De la caste (en Inde) à la race (en Amérique)

La caste est à l’Inde ce que la race est à l’Amérique. Voilà la thèse provocante défendue par Isabel Wilkerson dans Caste : The Origins of Our Discontents, un essai paru en 2020 qui a valu à son auteure une série d’éloges.

Rappelons d’abord ce que sont les castes en Inde. Longtemps, on les a assimilées aux quatre « varnas » de l’hindouisme classique qui divise la société en quatre groupes : 1) la caste pure des brahmanes, chargée des fonctions religieuses ; 2) la caste des guerriers et des princes qui domine la société et la protège ; 3) la caste des marchands, artisans, paysans et 4) la caste des domestiques.

Ceux qu’on appelle les « intouchables » ne font pas partie des castes. Ils exercent les métiers les plus vils : du boucher à la sage-femme en passant par les chasseurs et les pêcheurs. À ce titre, ils sont « intouchables » parce que considérés comme impurs.

## Informations fournies
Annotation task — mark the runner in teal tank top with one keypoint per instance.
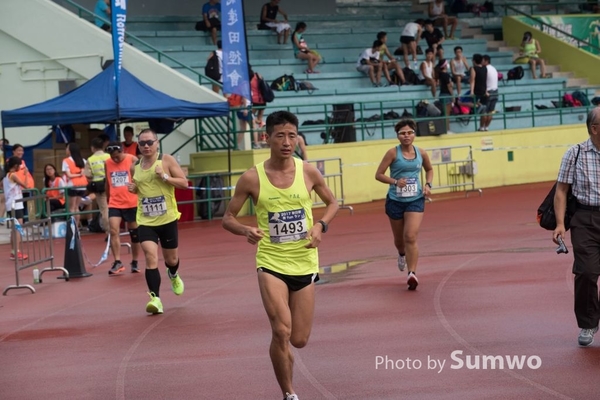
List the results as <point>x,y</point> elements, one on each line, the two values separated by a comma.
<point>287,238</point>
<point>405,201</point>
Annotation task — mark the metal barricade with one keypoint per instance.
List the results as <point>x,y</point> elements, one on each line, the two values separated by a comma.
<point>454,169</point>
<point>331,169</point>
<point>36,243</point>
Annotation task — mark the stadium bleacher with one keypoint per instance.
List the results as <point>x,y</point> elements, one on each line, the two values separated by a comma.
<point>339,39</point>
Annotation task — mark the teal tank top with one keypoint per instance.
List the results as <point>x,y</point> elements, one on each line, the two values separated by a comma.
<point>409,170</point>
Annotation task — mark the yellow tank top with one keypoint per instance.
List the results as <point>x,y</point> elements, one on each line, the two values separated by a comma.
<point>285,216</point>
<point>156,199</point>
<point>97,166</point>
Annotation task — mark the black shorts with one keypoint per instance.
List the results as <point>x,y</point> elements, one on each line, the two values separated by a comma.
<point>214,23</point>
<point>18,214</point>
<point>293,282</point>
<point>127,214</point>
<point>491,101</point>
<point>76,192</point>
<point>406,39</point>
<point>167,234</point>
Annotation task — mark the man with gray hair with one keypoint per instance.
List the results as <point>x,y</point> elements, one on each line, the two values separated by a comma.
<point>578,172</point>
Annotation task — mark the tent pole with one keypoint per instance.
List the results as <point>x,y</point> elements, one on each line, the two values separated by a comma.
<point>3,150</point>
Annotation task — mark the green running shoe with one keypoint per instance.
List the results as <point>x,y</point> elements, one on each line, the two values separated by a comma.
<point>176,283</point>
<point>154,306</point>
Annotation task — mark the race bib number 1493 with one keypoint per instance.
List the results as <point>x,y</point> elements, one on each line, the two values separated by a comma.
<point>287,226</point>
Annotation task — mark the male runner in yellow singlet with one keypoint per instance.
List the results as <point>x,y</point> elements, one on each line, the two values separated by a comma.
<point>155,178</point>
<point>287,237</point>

## Objectif visé
Affichez sans aucune modification le passage du texte sur la caste et la race qui s’ouvre sur les mots contenant « Rappelons d’abord ce » et se termine par « considérés comme impurs. ».

## Voici la réponse
Rappelons d’abord ce que sont les castes en Inde. Longtemps, on les a assimilées aux quatre « varnas » de l’hindouisme classique qui divise la société en quatre groupes : 1) la caste pure des brahmanes, chargée des fonctions religieuses ; 2) la caste des guerriers et des princes qui domine la société et la protège ; 3) la caste des marchands, artisans, paysans et 4) la caste des domestiques.

Ceux qu’on appelle les « intouchables » ne font pas partie des castes. Ils exercent les métiers les plus vils : du boucher à la sage-femme en passant par les chasseurs et les pêcheurs. À ce titre, ils sont « intouchables » parce que considérés comme impurs.